Text shown:
------------------------------

The U.S. dollar regained traction on Tuesday after losing more than 1% the previous day as investors anticipated more clarification on the UK's budget plan while misleading stories regarding the Bank of England's proposal to suspend quantitative tightening added to uncertainty. Meanwhile, the dollar is supported by rising interest rates and a weaker global growth outlook. Traders in China were also digesting statements from U.S. Secretary of State Antony Blinken. According to a U.S. official, China has decided to seize Taiwan on a "far speedier timeframe" than previously expected. Finally, the risk gauge, the S&P 500 futures, is up around 1.70% so far, while Asian indices are up 1.20% to 1.80%, powered by a resurgence in Chinese stocks.
The Euro gave up its gains early today after it advanced 1.22% yesterday. As a result, the common currency dropped from a near two-week high as investor sentiment was impacted by news that a quantitative tightening delay by the Bank of England was 'inaccurate.' In other news, the European Central Bank is set to raise interest rates by 75 basis points at its October meeting, despite the fact that a recession is looming. Both Bundesbank President Nagel and Dutch Central Bank Chief Knot stated that quantitative tightening should begin soon. Furthermore, Vice-President de Guindos stated last week that the central bank is prepared for a technical recession accompanied by rising inflation.

------------------------------

Objective 1:
List every person mentioned by name in the currency report.
Objective 2:
Carry on the currency report past its final sentence.

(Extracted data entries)
------------------------------

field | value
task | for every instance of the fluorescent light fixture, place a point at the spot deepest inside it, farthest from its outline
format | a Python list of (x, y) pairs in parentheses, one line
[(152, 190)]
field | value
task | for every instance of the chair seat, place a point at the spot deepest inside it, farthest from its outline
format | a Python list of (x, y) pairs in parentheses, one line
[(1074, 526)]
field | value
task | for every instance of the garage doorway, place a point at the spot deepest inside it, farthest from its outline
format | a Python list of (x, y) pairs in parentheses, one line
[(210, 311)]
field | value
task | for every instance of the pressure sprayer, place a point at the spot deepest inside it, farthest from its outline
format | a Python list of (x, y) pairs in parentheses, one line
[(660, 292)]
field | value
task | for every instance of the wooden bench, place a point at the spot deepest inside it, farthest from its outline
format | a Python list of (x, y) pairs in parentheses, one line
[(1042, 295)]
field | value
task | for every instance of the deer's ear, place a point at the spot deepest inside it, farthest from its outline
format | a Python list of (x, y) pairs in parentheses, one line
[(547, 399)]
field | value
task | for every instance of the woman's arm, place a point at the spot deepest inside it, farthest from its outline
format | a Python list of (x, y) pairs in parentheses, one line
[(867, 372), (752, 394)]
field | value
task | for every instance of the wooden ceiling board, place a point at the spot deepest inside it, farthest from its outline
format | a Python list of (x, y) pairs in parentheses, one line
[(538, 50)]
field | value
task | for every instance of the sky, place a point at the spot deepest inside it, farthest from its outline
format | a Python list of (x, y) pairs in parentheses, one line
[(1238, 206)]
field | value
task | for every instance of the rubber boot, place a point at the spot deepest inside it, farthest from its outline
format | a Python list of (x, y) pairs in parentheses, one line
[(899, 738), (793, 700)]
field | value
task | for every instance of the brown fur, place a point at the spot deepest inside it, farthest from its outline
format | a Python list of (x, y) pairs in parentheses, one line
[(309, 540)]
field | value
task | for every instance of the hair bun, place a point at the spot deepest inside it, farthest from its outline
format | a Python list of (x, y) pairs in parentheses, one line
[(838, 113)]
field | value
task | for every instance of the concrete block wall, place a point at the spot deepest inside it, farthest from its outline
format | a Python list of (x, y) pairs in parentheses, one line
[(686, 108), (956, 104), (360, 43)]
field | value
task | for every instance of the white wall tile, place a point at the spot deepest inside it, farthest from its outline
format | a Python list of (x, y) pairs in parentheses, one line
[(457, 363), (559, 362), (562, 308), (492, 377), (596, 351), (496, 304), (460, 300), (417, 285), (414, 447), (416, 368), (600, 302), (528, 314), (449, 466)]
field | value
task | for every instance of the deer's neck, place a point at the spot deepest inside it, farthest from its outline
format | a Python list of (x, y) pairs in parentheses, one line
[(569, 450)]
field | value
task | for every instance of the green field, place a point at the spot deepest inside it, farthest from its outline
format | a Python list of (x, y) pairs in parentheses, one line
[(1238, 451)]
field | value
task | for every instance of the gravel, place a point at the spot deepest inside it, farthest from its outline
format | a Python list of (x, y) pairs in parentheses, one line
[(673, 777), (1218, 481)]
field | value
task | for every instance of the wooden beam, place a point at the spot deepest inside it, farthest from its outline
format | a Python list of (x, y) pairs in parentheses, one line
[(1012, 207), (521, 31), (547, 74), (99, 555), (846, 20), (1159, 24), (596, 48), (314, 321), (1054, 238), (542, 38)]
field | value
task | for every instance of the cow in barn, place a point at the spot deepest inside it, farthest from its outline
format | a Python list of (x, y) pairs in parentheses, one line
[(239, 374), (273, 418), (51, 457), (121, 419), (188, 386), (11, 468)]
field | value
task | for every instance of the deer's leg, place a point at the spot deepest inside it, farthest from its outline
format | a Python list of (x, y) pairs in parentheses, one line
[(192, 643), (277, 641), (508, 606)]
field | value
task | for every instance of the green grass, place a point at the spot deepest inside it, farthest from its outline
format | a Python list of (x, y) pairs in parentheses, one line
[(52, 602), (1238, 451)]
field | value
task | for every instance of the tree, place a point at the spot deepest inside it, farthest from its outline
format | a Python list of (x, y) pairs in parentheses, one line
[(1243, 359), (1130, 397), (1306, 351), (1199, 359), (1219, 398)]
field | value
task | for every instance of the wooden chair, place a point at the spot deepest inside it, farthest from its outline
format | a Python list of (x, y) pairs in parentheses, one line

------------------------------

Exercise output 1:
Antony Blinken, Nagel, Knot, de Guindos

Exercise output 2:
The British Pound fell on Tuesday after climbing 1.7% the day before as the Bank of England shattered hopes for another delay in the sale of government bonds. According to the news, the Bank of England was set to push out the start of its government bond sales from the planned date of October 6th to the latest anticipated date of October 31st. Meanwhile, markets are still digesting the repeal of nearly all of the tax cuts outlined in the mini-Budget. The company tax will climb to 25% from 19% next year, while the basic rate of income tax will continue at 20% eternally until circumstances allow it to be reduced, and the energy price guarantee will remain unchanged between now and April of next year.
The Japanese Yen has continued to fall today and is currently down 0.11% for the day. The increased risk appetite resulted from a big overnight surge on Wall Street, as robust earnings reports and the cancellation of proposed tax cuts in the UK raised mood. Additionally, positive corporate outlooks for domestic corporations boosted stocks, with a weaker Yen expected to enhance profitability in export-heavy Japanese industries. However, significant losses in the currency, which dropped to a new 32-year low, fuelled fears of further intervention.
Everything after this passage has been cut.